# START OF Data entries

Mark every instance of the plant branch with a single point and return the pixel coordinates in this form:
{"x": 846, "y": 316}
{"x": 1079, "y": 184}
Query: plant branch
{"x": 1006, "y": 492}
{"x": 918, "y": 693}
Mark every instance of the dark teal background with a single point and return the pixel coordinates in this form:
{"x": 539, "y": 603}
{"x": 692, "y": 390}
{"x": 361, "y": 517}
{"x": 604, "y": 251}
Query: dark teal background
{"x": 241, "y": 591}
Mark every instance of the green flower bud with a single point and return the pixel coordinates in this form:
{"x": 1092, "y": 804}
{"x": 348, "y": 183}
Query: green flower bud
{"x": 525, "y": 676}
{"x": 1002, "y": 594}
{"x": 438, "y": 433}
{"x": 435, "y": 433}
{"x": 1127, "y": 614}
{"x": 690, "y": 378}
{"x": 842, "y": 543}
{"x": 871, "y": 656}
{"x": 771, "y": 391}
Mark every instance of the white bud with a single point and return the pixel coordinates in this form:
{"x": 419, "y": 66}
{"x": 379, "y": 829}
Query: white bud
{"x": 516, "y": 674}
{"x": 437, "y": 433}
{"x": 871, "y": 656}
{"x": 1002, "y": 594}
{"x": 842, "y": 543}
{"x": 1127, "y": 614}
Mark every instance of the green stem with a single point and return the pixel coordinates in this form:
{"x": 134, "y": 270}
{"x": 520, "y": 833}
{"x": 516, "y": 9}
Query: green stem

# END OF Data entries

(Problem requirements) Rewrite the rows, requests included, starting with the line containing "Mark every instance of the white" and going on through the end of the rows. Multiply each coordinate in the answers by 1.05 and round to whole numbers (halves up), leaving the requests and their format samples unchanged.

(Problem solution)
Mark every instance of the white bud with a single point and return the pixel coordinates in this form:
{"x": 419, "y": 66}
{"x": 379, "y": 829}
Query: white bud
{"x": 542, "y": 708}
{"x": 459, "y": 455}
{"x": 915, "y": 689}
{"x": 1052, "y": 624}
{"x": 884, "y": 570}
{"x": 1183, "y": 645}
Mark every instance of the green stem with a single point and return the pixel coordinates in this form:
{"x": 134, "y": 270}
{"x": 520, "y": 833}
{"x": 516, "y": 9}
Query: green stem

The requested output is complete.